Istruzioni del compito ->
Riporta per intero l'articolo sulla crisi di governo, senza alcuna modifica.

Corriere 11.12.16
Una crisi lampo che sfida la voglia di elezioni
di Massimo Franco
A
ll’inno trasversale e vagamente irresponsabile alle elezioni anticipate
bisogna fare la tara. Oggi il presidente della Repubblica darà
l’incarico per formare un nuovo governo nella pienezza dei poteri. E
l’esecutivo durerà almeno fino a quando ci sarà una legge elettorale
omogenea per Camera e Senato: un obiettivo difficile da raggiungere in
tempi brevi. Se a questo si aggiungono gli «adempimenti e le scadenze di
politica interna e internazionale e la ricostruzione del dopo
terremoto» evocati alla fine delle consultazioni da Sergio Mattarella,
le urne tendono ad allontanarsi di qualche altro mese.
Insomma, la
soluzione della crisi si avvicina, il voto no. E questo dovrebbe
permettere la creazione di un esecutivo guidato dall’attuale ministro
degli Esteri, Paolo Gentiloni, fedelissimo di Matteo Renzi; e riflettere
in buona parte la composizione del governo dimissionario, compresa la
squadra a Palazzo Chigi col sottosegretario Luca Lotti: a garanzia di
una serie di nomine strategiche sulle quali Renzi e il suo partito si
sarebbero già accordati. D’altronde, il capo dello Stato non poteva
ignorare i rapporti di forza parlamentari. Il Pd ha i numeri e dunque il
compito di indicare una soluzione, dopo le controverse dimissioni del
premier seguite alla sconfitta referendaria.

Elementi di una raccolta per l'etichettatura:

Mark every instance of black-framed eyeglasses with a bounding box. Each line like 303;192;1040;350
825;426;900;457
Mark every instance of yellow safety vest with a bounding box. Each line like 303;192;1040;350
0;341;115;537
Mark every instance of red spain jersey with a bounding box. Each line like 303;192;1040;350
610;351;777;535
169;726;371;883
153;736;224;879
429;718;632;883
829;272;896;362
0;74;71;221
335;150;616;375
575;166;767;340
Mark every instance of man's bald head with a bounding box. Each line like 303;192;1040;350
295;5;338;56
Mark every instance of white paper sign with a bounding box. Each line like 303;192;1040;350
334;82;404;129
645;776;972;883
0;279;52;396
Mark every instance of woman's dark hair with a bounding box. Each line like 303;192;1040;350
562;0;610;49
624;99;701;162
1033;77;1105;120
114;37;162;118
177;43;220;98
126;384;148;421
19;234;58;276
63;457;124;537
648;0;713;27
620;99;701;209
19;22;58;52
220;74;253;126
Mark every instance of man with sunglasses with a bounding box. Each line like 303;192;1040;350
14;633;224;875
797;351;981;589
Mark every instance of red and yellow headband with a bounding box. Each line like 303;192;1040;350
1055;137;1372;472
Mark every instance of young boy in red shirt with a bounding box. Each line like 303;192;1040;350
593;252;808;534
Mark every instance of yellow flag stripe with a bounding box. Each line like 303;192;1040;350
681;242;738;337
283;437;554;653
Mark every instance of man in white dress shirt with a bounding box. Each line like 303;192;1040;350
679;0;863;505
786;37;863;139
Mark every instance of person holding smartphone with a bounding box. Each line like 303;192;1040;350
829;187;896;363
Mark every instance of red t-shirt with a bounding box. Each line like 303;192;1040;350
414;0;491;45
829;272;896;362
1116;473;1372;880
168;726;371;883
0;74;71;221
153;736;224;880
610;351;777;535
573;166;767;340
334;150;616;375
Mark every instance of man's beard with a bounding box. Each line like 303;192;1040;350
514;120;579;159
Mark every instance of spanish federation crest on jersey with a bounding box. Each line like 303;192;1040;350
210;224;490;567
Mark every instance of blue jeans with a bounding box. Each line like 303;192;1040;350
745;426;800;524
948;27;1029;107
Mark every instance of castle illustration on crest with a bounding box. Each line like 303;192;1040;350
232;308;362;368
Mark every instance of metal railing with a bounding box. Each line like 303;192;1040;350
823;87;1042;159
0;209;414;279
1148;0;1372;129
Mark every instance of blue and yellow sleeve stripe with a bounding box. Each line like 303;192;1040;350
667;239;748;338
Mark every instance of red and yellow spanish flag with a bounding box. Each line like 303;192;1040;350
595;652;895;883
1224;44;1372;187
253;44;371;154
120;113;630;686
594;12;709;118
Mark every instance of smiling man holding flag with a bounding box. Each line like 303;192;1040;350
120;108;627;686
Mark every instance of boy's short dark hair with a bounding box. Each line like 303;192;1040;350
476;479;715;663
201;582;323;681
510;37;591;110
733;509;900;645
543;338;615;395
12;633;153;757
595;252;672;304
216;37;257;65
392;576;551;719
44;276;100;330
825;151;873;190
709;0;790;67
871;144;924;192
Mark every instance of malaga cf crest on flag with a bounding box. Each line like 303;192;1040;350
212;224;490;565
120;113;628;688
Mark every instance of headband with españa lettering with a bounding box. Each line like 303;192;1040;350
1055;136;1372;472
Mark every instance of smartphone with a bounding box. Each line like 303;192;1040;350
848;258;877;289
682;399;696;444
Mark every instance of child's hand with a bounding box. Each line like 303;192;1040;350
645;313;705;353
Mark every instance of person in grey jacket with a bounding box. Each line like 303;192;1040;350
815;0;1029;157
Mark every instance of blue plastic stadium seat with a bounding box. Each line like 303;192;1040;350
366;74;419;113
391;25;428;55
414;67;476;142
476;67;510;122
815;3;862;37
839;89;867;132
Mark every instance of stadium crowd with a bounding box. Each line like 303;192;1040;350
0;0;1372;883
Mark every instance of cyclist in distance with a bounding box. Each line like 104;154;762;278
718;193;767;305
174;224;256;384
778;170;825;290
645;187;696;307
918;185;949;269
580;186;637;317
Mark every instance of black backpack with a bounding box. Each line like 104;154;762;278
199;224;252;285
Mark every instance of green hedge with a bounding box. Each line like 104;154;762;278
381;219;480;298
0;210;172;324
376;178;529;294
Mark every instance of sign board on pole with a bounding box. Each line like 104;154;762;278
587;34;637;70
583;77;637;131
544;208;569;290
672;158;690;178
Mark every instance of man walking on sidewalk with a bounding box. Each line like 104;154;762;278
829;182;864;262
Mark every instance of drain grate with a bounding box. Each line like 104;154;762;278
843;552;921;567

Risposta al problema ->
Corriere 11.12.16
Una crisi lampo che sfida la voglia di elezioni
di Massimo Franco
A
ll’inno trasversale e vagamente irresponsabile alle elezioni anticipate
bisogna fare la tara. Oggi il presidente della Repubblica darà
l’incarico per formare un nuovo governo nella pienezza dei poteri. E
l’esecutivo durerà almeno fino a quando ci sarà una legge elettorale
omogenea per Camera e Senato: un obiettivo difficile da raggiungere in
tempi brevi. Se a questo si aggiungono gli «adempimenti e le scadenze di
politica interna e internazionale e la ricostruzione del dopo
terremoto» evocati alla fine delle consultazioni da Sergio Mattarella,
le urne tendono ad allontanarsi di qualche altro mese.
Insomma, la
soluzione della crisi si avvicina, il voto no. E questo dovrebbe
permettere la creazione di un esecutivo guidato dall’attuale ministro
degli Esteri, Paolo Gentiloni, fedelissimo di Matteo Renzi; e riflettere
in buona parte la composizione del governo dimissionario, compresa la
squadra a Palazzo Chigi col sottosegretario Luca Lotti: a garanzia di
una serie di nomine strategiche sulle quali Renzi e il suo partito si
sarebbero già accordati. D’altronde, il capo dello Stato non poteva
ignorare i rapporti di forza parlamentari. Il Pd ha i numeri e dunque il
compito di indicare una soluzione, dopo le controverse dimissioni del
premier seguite alla sconfitta referendaria.